+++ Data for this exercise

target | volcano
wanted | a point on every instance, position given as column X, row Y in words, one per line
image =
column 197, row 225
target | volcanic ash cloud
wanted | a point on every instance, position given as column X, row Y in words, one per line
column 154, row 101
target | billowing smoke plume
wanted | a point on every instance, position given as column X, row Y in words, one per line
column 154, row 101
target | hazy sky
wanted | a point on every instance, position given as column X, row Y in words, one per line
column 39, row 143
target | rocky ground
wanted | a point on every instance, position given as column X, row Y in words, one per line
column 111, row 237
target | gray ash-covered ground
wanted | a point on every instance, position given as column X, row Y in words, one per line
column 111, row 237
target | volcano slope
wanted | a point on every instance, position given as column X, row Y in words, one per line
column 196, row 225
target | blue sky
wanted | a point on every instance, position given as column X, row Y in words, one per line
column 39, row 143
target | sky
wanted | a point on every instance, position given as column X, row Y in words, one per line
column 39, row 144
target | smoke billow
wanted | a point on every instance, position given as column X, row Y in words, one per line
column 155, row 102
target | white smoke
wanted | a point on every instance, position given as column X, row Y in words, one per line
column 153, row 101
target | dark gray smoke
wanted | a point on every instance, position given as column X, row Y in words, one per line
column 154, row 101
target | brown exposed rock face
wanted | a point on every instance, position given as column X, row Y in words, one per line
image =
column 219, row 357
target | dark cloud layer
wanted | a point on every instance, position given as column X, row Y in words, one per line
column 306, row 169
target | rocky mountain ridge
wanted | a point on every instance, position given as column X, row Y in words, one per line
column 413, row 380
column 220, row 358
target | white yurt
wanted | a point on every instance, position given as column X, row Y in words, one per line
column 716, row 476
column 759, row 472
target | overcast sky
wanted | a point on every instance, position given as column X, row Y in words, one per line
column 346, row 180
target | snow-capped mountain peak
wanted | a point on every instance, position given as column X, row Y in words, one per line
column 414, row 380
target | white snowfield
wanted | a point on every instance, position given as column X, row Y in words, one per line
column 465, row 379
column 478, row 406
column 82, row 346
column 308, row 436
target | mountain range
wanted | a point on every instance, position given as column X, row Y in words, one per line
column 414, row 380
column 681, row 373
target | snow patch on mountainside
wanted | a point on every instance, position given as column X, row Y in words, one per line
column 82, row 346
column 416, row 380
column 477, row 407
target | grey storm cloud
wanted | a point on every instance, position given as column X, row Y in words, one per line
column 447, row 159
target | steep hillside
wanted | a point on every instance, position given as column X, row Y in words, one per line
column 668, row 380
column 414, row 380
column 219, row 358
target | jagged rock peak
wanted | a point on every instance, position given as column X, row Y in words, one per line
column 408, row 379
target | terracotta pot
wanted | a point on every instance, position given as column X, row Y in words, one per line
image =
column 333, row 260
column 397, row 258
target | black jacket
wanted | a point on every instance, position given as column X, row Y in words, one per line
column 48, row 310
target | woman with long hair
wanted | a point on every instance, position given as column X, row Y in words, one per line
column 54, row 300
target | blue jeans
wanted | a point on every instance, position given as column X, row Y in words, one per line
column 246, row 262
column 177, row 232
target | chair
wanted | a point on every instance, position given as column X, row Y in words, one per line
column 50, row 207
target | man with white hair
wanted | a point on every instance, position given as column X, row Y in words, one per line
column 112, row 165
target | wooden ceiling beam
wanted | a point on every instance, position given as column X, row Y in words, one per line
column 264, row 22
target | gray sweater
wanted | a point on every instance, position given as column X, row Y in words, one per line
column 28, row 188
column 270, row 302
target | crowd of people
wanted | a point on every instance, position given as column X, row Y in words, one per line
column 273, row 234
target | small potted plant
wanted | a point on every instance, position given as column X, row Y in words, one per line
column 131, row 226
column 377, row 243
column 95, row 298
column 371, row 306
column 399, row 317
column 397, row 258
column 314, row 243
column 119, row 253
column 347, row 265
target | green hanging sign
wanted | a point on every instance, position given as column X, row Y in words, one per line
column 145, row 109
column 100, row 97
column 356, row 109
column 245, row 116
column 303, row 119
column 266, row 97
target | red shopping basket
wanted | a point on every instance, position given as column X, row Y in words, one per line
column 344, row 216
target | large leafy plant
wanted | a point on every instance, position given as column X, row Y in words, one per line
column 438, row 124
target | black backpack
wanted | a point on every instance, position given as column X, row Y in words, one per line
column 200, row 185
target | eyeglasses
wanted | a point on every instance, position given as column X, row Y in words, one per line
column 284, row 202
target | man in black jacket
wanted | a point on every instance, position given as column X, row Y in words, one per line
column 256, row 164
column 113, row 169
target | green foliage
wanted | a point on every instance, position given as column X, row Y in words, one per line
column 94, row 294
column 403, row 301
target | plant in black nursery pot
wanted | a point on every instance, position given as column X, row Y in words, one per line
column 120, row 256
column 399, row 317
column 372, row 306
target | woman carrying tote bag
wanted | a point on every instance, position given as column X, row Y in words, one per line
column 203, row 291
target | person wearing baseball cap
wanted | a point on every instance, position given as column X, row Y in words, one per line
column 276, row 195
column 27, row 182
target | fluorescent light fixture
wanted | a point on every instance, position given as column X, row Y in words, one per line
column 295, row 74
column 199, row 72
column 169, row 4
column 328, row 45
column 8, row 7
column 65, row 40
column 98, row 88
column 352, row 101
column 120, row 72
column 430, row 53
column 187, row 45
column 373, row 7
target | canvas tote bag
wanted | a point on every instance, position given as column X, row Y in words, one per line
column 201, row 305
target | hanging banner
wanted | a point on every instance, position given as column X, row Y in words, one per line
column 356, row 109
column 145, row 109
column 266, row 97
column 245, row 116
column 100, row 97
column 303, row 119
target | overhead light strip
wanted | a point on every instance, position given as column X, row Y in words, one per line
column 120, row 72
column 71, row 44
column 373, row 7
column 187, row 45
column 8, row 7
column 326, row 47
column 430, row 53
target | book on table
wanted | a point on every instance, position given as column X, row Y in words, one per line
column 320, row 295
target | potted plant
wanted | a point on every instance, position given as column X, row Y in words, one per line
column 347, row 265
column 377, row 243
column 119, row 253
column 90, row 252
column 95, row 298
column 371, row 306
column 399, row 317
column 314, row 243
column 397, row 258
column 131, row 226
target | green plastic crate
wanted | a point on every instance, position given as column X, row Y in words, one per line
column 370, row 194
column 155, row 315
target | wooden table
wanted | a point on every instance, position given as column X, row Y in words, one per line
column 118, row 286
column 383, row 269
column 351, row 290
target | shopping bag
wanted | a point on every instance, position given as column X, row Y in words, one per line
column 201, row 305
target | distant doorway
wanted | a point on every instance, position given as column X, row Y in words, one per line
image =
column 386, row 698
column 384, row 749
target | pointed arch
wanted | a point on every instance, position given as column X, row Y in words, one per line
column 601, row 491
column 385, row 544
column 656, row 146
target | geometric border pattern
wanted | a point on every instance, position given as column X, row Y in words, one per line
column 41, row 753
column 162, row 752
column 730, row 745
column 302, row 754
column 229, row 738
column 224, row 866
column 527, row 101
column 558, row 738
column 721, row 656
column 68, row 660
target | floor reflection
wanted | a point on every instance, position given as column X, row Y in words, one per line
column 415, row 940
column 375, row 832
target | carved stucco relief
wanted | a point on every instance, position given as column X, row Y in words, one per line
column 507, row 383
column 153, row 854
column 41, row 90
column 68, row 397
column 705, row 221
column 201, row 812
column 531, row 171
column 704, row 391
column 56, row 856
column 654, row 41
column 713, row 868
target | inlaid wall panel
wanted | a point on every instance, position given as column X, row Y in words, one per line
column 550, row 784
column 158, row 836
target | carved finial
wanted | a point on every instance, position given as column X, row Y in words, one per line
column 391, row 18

++++++

Given problem
Repeat the items exactly, starting at the line that contains "target | floor reflection" and running through the end of the items, both ends included.

Completed exercise
target | floor reflection
wanted | a point on every instance, position given as column X, row Y in words, one per line
column 415, row 940
column 375, row 832
target | carved stucco relief
wanted | a point on every instance, position given as column X, row Y in words, one per line
column 507, row 383
column 153, row 854
column 41, row 90
column 68, row 397
column 705, row 221
column 201, row 812
column 531, row 171
column 704, row 391
column 56, row 856
column 654, row 41
column 713, row 868
target | inlaid wall panel
wanted | a point on every instance, position given as column X, row Y in words, one per line
column 550, row 784
column 158, row 836
target | carved finial
wanted | a point on every instance, position given as column X, row Y in words, one per line
column 391, row 18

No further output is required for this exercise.